◆ **TASK BRIEF**
Each line of the records that includes "Target" should be found and copied.

-*-*-

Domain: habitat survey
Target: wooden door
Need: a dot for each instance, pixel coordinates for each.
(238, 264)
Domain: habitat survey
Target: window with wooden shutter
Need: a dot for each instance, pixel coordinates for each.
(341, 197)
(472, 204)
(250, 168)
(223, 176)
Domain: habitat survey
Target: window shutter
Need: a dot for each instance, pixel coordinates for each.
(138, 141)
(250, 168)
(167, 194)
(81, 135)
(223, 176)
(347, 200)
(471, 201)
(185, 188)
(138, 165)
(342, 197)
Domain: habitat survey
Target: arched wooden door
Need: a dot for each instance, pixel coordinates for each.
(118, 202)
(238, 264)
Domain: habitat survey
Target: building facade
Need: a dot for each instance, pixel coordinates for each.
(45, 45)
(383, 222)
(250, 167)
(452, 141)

-*-*-

◆ **RESULT OF THE TASK**
Target: wooden door
Target: window with wooden shutter
Target: window shutter
Target: arched wooden door
Target: building facade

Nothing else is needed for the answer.